+++ SUPPLIED INFORMATION +++
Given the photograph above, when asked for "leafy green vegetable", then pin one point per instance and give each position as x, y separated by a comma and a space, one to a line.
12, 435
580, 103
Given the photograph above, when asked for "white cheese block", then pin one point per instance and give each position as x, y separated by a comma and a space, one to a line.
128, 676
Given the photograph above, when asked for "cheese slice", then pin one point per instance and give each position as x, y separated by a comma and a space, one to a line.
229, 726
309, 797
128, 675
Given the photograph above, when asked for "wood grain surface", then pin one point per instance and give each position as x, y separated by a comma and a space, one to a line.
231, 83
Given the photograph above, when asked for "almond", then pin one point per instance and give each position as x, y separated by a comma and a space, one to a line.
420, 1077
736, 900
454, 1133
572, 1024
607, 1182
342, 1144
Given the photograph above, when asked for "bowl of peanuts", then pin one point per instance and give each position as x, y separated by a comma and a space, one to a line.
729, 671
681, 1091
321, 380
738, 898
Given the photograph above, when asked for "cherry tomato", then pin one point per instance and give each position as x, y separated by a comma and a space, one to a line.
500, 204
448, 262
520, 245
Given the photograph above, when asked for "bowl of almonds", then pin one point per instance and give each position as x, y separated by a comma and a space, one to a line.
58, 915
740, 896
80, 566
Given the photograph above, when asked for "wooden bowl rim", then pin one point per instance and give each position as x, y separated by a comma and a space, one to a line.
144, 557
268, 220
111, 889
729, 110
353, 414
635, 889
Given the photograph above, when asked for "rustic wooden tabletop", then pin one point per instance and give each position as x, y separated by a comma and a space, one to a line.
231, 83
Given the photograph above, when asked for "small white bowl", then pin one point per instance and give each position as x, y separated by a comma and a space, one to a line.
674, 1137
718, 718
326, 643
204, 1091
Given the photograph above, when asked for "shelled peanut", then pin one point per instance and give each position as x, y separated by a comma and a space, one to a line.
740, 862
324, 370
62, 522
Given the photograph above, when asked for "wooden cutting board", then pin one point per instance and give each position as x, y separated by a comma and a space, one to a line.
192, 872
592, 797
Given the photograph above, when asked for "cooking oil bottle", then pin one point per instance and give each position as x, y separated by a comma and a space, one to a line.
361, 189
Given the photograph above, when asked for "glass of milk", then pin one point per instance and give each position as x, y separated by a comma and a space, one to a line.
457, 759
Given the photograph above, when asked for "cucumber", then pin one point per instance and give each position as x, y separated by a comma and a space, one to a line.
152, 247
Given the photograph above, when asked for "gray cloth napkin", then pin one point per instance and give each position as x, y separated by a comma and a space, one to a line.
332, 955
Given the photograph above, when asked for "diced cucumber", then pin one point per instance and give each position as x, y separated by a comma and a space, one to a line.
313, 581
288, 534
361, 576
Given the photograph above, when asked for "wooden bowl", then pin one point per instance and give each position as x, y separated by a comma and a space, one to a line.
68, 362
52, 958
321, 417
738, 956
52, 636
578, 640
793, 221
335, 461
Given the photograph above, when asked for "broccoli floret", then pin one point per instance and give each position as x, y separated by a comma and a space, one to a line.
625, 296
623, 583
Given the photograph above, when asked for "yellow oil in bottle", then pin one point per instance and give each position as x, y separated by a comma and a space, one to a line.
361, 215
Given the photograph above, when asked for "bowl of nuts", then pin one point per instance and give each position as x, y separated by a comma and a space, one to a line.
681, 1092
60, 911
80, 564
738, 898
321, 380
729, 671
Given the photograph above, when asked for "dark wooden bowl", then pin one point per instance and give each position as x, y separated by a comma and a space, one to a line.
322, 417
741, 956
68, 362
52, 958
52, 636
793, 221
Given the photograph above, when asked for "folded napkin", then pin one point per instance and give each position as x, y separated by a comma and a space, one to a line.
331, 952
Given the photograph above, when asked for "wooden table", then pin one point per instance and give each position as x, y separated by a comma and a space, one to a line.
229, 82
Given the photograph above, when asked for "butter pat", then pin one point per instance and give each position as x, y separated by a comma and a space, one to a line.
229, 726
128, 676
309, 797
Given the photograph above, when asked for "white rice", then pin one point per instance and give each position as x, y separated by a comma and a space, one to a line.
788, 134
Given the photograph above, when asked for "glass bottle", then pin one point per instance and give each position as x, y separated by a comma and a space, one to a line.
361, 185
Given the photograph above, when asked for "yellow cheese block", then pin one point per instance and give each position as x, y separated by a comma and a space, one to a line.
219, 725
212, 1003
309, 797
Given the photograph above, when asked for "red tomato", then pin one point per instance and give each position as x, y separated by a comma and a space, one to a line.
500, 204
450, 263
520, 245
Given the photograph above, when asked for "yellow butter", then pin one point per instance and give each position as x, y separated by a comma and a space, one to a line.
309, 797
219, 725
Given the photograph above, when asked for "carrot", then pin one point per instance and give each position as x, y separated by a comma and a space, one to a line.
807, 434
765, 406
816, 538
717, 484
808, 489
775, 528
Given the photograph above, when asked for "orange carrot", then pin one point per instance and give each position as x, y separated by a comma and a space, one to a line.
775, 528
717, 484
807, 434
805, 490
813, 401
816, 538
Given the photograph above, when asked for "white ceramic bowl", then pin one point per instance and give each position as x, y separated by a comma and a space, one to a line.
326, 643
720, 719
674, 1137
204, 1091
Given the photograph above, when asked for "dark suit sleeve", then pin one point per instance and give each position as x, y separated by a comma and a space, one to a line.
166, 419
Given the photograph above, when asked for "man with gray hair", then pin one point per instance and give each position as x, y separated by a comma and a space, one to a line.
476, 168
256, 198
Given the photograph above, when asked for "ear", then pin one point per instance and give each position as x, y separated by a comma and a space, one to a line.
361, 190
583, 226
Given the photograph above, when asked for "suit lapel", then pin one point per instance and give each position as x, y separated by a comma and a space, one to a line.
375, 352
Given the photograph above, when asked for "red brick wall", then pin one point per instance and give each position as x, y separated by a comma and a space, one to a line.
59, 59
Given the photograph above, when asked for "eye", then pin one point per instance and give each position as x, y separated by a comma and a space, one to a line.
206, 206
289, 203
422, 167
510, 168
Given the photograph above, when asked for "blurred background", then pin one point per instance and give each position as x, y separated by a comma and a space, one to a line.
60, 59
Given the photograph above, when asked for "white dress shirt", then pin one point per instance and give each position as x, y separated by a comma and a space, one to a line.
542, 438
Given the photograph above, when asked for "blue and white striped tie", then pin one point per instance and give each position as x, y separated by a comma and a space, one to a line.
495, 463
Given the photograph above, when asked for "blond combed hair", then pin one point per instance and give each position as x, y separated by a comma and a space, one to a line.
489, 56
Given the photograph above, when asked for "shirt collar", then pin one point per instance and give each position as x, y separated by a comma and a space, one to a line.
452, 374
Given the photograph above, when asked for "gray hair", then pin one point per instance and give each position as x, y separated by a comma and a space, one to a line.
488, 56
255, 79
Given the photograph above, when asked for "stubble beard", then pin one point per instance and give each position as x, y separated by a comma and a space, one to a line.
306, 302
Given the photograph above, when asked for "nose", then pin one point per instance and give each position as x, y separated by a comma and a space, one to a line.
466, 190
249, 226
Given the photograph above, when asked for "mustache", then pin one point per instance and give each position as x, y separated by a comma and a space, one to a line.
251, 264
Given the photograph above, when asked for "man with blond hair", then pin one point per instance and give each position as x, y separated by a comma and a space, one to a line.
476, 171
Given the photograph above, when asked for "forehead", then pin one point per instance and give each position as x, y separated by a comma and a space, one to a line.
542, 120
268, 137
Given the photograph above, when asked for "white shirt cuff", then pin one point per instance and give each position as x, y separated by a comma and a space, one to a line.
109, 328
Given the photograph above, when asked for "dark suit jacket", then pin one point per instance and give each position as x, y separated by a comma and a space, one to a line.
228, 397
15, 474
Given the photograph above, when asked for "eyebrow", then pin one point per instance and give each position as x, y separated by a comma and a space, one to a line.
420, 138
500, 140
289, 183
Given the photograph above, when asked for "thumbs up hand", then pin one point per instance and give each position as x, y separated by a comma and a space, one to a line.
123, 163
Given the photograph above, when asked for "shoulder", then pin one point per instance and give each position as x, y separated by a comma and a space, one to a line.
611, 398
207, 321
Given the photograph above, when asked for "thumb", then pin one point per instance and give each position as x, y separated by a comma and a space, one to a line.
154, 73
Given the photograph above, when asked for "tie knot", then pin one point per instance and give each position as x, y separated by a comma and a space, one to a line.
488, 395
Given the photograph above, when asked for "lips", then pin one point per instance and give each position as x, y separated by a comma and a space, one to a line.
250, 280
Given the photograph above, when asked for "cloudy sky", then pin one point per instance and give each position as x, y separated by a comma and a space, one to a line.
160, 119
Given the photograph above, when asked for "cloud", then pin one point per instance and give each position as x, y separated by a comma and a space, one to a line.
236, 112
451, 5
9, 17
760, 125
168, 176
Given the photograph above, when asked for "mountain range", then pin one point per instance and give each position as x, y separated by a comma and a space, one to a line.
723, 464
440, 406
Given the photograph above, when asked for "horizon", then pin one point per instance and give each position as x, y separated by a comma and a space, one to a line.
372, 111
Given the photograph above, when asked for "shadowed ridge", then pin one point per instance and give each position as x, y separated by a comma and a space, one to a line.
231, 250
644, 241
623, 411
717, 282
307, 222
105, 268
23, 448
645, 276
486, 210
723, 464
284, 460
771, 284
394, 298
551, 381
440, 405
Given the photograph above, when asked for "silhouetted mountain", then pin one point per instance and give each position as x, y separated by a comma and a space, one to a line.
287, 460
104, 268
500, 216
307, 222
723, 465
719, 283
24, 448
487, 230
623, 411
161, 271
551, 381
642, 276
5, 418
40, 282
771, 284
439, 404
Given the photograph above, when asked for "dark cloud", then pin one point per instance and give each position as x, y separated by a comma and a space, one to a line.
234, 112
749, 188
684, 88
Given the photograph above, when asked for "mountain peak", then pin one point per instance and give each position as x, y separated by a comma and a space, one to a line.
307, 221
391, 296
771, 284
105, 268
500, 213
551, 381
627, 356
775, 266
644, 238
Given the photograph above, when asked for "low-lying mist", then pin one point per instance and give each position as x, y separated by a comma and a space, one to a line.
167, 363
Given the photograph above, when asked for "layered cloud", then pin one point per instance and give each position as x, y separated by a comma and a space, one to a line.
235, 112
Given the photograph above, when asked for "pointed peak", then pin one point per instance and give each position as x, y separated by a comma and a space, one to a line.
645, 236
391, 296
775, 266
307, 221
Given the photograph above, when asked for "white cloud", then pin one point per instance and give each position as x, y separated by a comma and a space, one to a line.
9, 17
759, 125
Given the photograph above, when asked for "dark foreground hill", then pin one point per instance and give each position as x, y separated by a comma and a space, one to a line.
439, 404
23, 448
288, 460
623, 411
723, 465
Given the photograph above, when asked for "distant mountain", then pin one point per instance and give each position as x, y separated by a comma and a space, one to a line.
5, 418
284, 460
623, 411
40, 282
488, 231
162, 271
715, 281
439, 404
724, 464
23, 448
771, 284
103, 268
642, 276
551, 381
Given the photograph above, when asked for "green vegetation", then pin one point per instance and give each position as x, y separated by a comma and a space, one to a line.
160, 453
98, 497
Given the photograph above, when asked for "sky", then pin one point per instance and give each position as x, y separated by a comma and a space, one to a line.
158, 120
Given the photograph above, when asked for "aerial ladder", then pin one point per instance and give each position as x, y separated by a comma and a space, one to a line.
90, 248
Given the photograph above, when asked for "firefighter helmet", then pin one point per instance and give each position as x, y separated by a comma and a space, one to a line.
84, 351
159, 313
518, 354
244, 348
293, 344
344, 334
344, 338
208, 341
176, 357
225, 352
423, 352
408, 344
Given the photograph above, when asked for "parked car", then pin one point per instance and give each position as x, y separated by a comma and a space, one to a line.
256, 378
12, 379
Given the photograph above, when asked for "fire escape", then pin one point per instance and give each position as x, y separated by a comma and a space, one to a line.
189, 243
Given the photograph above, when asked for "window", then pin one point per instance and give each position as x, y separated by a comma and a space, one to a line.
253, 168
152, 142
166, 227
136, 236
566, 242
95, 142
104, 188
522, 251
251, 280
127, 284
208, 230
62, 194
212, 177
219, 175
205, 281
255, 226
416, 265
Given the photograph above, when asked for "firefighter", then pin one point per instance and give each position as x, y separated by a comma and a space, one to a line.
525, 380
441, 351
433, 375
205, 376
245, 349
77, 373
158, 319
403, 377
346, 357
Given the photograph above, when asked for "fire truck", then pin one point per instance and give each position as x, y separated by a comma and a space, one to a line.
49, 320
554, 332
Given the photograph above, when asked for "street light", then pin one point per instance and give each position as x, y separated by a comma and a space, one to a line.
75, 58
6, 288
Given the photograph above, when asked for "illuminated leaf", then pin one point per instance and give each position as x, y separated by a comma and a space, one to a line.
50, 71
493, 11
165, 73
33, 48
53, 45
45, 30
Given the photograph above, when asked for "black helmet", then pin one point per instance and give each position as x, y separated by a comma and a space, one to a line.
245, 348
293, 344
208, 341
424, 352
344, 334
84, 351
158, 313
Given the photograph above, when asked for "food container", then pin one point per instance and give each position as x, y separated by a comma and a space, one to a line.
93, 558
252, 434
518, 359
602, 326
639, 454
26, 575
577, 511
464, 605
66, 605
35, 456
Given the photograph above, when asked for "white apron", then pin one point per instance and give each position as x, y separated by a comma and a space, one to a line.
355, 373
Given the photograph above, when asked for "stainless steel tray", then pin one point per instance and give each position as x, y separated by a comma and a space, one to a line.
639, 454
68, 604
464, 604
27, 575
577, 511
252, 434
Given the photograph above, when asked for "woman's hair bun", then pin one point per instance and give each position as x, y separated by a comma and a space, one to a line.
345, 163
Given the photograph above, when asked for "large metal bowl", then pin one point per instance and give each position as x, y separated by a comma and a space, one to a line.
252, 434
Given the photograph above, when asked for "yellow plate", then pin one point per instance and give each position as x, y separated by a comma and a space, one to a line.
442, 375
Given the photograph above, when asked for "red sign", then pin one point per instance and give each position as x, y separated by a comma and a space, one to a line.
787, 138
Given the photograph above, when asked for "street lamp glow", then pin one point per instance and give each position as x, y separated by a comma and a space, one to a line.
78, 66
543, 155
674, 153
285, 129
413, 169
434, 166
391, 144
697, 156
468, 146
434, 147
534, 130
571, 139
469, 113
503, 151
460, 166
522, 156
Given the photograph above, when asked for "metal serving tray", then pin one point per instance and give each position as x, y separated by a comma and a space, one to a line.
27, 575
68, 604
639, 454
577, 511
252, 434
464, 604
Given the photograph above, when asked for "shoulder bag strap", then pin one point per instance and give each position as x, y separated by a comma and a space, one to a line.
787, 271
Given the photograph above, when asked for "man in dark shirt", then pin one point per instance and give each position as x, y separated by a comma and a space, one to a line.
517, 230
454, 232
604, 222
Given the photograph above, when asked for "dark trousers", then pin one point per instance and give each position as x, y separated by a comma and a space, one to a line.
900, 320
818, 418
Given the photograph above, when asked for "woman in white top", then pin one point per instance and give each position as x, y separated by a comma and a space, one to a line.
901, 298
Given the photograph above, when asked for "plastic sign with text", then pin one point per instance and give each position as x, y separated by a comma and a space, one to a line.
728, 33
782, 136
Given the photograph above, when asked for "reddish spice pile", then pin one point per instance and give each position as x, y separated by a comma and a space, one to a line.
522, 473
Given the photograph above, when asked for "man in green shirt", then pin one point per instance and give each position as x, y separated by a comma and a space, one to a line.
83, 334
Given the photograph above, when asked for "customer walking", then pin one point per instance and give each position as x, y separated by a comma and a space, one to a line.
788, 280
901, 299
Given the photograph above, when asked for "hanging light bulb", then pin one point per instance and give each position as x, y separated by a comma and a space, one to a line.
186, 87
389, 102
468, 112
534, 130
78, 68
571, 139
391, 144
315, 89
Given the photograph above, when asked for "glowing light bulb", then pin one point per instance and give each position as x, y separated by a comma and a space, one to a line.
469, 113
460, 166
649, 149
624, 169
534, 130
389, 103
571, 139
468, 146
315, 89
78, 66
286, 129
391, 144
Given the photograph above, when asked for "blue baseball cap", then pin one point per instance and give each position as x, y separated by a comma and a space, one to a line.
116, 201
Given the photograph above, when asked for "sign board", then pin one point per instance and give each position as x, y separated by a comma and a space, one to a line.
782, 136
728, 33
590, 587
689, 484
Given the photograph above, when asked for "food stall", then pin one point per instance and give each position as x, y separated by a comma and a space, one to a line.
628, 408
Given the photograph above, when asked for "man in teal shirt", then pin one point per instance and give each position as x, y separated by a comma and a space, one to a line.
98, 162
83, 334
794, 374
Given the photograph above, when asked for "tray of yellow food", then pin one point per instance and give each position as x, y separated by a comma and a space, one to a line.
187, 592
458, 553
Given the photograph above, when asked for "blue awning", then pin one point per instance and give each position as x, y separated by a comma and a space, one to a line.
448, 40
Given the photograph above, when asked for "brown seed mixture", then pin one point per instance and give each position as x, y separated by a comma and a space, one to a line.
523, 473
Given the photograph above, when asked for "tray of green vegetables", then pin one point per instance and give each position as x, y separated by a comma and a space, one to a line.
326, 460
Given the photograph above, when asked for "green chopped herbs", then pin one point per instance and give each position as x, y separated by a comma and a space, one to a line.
+++
THE REQUEST
Count the lines of the listing that contain the string "firefighter". Reply with the number only.

EXERCISE RESPONSE
2